■ Task directions: Write the material out again in full, exactly.

■ Rows from a box labeling dataset:
BEGIN
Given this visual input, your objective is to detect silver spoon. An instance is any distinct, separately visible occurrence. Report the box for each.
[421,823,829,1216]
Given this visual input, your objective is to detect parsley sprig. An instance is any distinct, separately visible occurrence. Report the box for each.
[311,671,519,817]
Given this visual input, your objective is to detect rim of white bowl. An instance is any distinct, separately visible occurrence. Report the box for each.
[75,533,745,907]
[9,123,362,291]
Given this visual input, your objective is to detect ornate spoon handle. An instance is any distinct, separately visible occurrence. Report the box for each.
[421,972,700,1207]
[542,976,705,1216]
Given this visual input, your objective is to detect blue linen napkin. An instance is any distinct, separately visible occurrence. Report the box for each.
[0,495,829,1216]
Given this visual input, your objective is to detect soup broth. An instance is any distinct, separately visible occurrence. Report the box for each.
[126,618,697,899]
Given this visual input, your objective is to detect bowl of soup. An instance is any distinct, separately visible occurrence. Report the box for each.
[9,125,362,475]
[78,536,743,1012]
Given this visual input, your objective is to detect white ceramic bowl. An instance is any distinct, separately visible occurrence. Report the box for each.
END
■ Full output:
Given this visual input, your objective is to detect silver spoon. An instance is any distinct, separately visible occurrence. Report the box for each.
[421,823,829,1216]
Given this visual input, your objective is to detect parsley sprig. An instance is any distinct, separately visible occurrence. Report the box for each.
[311,671,519,817]
Given this visual input, your objective is to detect rim of white bowl. An instance is any distinct, separately visible occurrence. Report the box for each.
[75,533,745,907]
[9,123,362,291]
Given this visual input, your objective is to detect ornate spoon handle. An instance is any distinct, separately visible occurrence. Report the box for each.
[421,972,700,1207]
[542,976,705,1216]
Given this visual input, your objective is to detect blue linen napkin. An instance is any distinct, separately visible occurrence. Report the box for each.
[0,495,829,1216]
Given this visual input, your objective is to detect soup broth. An instance is any distinct, separately visible occurrence. Report the box for each.
[126,618,697,899]
Given this visual input, your objective is to detect bowl of soup. An instance is any distinct, separately visible occurrence. Report the box for each.
[9,125,362,475]
[78,536,743,1012]
Given this visual input, your objective is to detect white ceramic bowl. An instance is any distinct, separately visible occurrence. Report the box for each.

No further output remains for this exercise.